→ **YOUR GOAL**: Write out every line of the entries from the line holding "Identify one point on each instance of the balcony column" through the end of the entries, inclusive. Shift each point by adding 64 to both of its coordinates.

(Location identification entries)

-.-.-

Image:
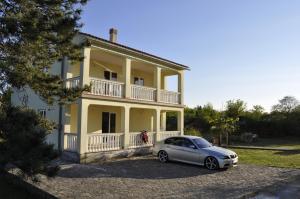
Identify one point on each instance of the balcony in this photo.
(116, 89)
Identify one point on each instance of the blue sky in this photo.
(237, 49)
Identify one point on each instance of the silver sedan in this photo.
(194, 150)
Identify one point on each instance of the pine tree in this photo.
(33, 35)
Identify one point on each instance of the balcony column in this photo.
(82, 120)
(85, 67)
(125, 118)
(157, 82)
(180, 121)
(181, 86)
(157, 124)
(127, 77)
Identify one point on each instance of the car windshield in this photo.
(202, 143)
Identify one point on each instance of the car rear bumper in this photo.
(226, 163)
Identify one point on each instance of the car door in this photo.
(188, 151)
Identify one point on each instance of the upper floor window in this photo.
(139, 81)
(42, 112)
(110, 76)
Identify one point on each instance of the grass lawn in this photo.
(285, 142)
(9, 191)
(287, 159)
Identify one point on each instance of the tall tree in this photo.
(33, 35)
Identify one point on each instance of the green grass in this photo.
(285, 142)
(286, 159)
(9, 191)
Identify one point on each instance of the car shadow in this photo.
(140, 168)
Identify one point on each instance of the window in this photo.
(139, 81)
(202, 143)
(42, 112)
(110, 76)
(108, 122)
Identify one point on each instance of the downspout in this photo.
(60, 128)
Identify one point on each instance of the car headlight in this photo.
(224, 157)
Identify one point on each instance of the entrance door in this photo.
(108, 122)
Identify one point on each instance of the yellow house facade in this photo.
(128, 95)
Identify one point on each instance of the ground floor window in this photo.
(108, 122)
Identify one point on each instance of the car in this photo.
(194, 150)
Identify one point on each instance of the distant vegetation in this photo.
(236, 119)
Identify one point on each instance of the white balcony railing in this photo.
(143, 93)
(72, 82)
(169, 97)
(105, 142)
(165, 134)
(70, 142)
(107, 87)
(135, 140)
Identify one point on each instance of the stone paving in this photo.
(146, 177)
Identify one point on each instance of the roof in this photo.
(135, 50)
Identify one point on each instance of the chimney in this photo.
(113, 35)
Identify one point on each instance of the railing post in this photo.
(125, 114)
(157, 82)
(127, 74)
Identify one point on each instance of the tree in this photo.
(286, 104)
(235, 108)
(33, 35)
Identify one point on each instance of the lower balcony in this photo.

-.-.-

→ **SOLUTION TO THIS TASK**:
Identify one point on each instance of the balcony column in this photo.
(146, 184)
(149, 131)
(189, 182)
(221, 146)
(244, 185)
(245, 150)
(221, 188)
(191, 141)
Identify one point on each instance of the car windshield in this photo.
(266, 207)
Identify one point on each instance of the car rear bumper in this photo.
(290, 227)
Identify one point on each instance of the car door in this photo.
(252, 215)
Identify one point on each instance of the upper floor window in this photo.
(203, 145)
(106, 176)
(174, 140)
Identify one point on each instance of the grass lawn in this photo.
(349, 206)
(73, 255)
(351, 223)
Identify one point on each instance of the tall tree in this photo.
(97, 99)
Identify one point on each instance of the green grass in this photo.
(349, 206)
(350, 223)
(73, 255)
Identify one point on each instance of the car shadow in this photo.
(204, 232)
Identify one point on each instance of the window in this photo.
(203, 145)
(266, 207)
(106, 176)
(174, 140)
(172, 186)
Identify one point on each instance of the downspout in this photo.
(124, 192)
Identify one point on each instance of the car headlight in this photo.
(288, 221)
Identify one point on each instance of the entrance door in this photo.
(172, 186)
Identify one point on each instance of the yellow house facade in this photo.
(192, 159)
Identify one point on each instance of the ground floor window in this photo.
(172, 186)
Identify one point on each instance of the car in this photo.
(258, 214)
Identify one point on each instance of the distant vegetation in this photo.
(300, 183)
Identify one point on each instance of the white balcony railing in this photo.
(207, 157)
(136, 146)
(233, 161)
(169, 206)
(229, 198)
(134, 206)
(171, 151)
(199, 204)
Identify one point on each instance of the stone paving in this photo.
(210, 241)
Identify one point on each instance of the roof in this photo.
(199, 114)
Identify one point on each instance of the chimney in this photo.
(177, 99)
Identify one point on each instance of the railing post in this photo.
(189, 178)
(221, 146)
(191, 138)
Identify one point on each instance of the tree in this photo.
(350, 168)
(299, 172)
(97, 99)
Identify one point on each instance of the lower balcony in this photo.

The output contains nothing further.